The input –
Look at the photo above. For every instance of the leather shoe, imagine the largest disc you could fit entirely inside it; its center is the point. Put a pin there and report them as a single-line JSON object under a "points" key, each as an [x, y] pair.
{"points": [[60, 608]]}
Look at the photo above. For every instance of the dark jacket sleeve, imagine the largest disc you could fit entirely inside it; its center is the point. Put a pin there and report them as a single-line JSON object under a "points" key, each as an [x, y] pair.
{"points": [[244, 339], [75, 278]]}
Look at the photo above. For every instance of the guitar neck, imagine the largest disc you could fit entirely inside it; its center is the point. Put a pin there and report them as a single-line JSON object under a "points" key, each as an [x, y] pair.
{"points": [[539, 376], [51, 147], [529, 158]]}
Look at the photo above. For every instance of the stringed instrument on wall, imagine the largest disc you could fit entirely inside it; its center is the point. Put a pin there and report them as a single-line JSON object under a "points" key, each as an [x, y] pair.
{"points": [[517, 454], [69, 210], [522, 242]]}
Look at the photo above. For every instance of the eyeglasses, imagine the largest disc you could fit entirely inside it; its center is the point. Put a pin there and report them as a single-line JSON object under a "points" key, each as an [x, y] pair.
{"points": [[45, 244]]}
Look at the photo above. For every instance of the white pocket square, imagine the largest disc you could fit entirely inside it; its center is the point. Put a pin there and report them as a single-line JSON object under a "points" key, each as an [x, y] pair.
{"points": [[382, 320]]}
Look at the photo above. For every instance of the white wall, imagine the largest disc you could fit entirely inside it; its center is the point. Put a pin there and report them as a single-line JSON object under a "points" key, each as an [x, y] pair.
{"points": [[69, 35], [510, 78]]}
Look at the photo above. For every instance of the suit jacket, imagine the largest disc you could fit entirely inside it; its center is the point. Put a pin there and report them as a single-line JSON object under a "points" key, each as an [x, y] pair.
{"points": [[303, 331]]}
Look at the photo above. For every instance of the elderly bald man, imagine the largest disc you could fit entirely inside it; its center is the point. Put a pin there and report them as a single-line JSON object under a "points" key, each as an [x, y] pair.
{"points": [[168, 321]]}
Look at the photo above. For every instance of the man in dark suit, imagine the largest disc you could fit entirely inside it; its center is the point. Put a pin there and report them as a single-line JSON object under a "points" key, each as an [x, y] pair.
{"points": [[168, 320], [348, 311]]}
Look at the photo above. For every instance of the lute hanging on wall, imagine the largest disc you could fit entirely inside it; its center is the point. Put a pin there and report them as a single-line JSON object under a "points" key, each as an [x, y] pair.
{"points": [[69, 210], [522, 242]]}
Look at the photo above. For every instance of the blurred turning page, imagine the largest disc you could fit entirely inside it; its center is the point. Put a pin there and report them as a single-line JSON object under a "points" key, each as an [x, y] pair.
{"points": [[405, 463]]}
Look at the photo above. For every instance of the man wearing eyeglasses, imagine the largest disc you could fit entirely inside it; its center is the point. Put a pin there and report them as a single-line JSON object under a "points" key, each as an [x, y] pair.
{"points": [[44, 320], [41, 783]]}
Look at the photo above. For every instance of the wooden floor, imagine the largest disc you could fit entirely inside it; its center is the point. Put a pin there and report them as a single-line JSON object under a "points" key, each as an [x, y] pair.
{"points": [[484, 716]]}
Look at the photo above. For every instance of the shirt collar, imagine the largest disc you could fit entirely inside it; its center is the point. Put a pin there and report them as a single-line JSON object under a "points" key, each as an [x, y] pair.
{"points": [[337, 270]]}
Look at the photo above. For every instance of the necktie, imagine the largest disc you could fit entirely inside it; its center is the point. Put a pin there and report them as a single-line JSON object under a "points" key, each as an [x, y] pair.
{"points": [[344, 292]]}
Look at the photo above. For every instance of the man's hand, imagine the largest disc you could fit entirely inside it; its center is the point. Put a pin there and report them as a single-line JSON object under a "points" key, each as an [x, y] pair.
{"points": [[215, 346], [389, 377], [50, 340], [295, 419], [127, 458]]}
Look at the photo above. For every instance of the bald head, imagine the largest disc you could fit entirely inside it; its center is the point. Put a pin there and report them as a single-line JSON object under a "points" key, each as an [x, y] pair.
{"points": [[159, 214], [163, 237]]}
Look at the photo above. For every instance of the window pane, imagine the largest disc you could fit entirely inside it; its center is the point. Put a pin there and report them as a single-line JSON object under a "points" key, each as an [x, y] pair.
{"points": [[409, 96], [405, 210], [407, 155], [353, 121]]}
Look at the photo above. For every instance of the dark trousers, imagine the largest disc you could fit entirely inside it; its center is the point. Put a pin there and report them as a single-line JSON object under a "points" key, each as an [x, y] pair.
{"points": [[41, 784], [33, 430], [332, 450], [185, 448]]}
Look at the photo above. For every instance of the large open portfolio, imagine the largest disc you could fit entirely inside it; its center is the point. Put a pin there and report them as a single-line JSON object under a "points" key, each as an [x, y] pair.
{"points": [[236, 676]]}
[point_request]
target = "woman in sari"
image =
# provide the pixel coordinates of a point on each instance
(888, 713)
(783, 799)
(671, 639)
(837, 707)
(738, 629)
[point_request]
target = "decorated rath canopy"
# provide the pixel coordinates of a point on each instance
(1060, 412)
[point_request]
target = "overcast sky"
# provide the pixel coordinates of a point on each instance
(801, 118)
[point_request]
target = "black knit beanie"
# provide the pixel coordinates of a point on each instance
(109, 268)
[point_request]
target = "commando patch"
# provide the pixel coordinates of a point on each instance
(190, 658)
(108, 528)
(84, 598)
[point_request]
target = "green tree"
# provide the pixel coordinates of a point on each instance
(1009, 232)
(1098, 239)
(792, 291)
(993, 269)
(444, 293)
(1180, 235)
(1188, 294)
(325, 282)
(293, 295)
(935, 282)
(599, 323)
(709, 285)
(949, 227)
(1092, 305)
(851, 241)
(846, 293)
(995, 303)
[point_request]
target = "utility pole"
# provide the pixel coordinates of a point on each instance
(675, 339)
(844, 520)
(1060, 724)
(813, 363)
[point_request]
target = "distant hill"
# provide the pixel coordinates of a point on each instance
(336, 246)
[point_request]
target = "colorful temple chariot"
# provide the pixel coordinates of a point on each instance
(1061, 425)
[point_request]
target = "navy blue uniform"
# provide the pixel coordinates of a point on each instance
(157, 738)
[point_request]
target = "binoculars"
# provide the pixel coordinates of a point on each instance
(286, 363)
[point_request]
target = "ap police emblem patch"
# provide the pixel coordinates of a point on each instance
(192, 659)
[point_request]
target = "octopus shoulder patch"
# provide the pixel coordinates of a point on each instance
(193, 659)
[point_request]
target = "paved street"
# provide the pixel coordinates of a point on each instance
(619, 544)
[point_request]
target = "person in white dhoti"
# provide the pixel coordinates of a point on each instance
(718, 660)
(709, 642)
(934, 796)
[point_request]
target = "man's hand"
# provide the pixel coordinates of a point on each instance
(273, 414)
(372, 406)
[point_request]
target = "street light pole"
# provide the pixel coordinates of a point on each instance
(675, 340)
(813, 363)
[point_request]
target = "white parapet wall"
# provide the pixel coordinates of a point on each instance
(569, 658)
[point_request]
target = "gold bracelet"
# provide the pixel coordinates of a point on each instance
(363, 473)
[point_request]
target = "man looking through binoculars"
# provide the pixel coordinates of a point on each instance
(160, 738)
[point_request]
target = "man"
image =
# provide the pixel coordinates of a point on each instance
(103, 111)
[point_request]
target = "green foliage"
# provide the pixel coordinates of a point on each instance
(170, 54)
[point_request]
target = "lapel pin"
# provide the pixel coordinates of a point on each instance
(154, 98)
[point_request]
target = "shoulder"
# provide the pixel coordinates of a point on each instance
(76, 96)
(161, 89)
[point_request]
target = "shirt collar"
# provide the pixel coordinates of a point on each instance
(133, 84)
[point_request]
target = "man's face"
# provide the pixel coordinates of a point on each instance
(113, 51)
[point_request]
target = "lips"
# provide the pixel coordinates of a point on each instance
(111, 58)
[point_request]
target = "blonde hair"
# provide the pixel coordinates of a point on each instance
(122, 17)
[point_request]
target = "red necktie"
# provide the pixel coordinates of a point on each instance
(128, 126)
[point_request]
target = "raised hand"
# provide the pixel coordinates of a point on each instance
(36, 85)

Task to carry out – Please count the lines of the data above that contain the string "shoulder", treating uppercase and lowercase as different, and give only the number.

Task response – 2